##### DATOS REGISTRADOS #####
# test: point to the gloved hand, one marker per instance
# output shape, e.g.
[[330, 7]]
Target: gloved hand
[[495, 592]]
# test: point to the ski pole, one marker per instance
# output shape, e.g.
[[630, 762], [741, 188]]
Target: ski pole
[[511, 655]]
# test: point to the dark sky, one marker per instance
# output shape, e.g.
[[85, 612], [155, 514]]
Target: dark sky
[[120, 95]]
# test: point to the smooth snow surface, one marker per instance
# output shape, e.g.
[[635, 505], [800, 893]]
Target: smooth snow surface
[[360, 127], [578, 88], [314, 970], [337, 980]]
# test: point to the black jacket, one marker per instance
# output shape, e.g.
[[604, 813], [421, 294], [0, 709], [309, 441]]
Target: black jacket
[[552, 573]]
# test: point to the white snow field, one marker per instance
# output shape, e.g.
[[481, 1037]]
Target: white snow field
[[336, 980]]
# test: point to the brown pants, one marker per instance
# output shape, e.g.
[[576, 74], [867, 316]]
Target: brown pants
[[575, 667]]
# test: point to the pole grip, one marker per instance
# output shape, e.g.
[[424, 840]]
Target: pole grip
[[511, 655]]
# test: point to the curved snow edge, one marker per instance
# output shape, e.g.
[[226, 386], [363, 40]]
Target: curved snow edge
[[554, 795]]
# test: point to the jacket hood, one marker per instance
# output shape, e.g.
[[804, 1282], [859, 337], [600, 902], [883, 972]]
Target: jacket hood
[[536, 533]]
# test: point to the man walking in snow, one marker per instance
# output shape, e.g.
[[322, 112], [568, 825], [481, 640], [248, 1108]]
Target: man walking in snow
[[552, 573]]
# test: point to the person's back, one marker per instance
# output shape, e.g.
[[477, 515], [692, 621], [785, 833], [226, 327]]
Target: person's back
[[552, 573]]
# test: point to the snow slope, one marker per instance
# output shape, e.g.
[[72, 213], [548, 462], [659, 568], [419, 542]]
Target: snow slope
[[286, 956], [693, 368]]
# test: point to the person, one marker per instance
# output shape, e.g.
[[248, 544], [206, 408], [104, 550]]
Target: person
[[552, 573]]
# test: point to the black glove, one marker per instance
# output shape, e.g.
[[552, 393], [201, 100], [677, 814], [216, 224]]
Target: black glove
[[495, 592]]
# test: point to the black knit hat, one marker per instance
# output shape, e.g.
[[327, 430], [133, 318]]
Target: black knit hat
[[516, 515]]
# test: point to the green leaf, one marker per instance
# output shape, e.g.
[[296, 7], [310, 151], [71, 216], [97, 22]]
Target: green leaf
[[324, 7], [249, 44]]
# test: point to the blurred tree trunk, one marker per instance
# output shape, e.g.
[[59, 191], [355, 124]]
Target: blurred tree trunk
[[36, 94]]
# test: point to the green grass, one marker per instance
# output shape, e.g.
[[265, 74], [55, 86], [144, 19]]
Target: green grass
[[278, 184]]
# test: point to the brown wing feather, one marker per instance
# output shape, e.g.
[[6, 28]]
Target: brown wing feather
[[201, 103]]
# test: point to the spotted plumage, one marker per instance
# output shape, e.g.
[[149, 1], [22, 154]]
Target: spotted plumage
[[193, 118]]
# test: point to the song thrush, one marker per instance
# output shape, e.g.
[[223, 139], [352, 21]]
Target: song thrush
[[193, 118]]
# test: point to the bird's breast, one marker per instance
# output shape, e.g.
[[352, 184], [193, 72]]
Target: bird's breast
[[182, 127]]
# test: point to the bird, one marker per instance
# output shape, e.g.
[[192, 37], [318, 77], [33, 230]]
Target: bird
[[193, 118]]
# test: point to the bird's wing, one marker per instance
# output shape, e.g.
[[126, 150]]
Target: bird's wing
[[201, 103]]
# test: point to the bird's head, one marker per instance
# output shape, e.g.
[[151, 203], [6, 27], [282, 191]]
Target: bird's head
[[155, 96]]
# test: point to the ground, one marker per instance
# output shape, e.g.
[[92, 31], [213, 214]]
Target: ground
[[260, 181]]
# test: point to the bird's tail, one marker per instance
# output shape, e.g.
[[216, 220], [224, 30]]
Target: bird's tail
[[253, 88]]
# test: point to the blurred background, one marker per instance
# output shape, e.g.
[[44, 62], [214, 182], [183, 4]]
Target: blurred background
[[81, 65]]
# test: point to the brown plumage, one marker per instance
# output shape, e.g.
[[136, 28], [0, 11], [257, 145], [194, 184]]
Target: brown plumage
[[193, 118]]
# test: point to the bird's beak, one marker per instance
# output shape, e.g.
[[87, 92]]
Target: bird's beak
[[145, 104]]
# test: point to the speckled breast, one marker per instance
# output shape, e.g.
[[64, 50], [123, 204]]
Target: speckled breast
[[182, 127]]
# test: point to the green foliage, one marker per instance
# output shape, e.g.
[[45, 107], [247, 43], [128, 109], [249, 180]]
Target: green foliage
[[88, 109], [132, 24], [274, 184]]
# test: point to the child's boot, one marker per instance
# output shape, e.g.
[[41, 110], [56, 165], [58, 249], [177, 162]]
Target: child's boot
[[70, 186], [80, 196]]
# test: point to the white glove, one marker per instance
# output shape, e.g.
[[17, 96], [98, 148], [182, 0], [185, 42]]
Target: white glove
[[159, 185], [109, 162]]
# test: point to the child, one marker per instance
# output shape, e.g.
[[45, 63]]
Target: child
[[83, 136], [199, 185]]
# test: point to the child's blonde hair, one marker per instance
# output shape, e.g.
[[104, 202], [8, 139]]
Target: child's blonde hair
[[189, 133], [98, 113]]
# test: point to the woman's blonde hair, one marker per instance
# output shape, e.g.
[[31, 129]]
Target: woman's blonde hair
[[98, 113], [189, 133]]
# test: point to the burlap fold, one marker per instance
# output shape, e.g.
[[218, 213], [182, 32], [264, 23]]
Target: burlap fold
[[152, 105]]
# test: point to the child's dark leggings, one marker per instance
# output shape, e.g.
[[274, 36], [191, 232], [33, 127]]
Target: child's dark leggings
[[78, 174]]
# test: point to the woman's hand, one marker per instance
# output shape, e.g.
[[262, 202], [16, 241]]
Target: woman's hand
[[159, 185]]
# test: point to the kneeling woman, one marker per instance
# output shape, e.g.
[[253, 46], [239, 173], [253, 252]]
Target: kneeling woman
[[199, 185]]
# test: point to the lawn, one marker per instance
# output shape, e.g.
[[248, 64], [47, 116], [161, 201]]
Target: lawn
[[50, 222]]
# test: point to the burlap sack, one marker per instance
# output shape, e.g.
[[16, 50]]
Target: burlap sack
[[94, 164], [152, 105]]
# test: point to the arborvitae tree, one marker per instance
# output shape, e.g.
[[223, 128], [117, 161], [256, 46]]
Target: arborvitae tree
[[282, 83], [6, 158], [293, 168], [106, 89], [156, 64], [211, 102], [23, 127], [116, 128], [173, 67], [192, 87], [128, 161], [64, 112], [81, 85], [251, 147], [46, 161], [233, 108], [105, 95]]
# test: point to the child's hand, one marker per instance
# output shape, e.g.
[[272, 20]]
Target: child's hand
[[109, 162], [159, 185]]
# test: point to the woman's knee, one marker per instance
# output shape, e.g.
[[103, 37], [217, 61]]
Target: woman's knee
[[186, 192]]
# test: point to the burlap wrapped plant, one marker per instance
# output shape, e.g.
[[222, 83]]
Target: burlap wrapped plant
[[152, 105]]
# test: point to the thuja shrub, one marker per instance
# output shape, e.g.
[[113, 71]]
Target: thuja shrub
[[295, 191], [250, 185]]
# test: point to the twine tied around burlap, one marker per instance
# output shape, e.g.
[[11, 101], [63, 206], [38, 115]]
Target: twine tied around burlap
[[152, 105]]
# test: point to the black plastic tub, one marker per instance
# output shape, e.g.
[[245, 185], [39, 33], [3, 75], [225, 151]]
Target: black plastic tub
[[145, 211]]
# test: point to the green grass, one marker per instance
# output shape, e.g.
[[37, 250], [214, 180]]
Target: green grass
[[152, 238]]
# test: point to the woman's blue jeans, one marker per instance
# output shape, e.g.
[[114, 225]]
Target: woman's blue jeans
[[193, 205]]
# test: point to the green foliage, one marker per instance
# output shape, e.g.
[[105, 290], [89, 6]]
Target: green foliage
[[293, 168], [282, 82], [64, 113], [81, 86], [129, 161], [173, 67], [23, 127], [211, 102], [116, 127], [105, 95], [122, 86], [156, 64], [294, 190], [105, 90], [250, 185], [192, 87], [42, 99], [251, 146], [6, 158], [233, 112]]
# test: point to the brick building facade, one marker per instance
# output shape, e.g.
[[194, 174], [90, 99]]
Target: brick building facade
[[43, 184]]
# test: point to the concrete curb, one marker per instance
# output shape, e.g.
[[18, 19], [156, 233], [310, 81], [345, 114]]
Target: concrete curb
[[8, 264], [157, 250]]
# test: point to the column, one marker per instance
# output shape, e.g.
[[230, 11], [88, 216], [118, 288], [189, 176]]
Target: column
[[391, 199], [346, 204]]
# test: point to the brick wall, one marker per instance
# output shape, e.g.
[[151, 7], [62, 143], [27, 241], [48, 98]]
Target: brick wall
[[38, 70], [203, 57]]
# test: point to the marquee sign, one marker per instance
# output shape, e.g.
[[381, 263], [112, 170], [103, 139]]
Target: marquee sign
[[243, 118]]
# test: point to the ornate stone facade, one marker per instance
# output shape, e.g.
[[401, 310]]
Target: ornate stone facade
#####
INSTRUCCIÓN: Cita sin cambios el tramo que va desde la línea que contiene "# test: point to the marquee" hasta el final de los ítems, con ambos extremos incluidos.

RESPUESTA COMPLETA:
# test: point to the marquee sign, one marker per instance
# output shape, e.g.
[[381, 263], [112, 170], [103, 139]]
Target: marquee sign
[[243, 118]]
# test: point to the ornate stone facade, one marker per instance
# output shape, e.g.
[[401, 310]]
Target: ornate stone facade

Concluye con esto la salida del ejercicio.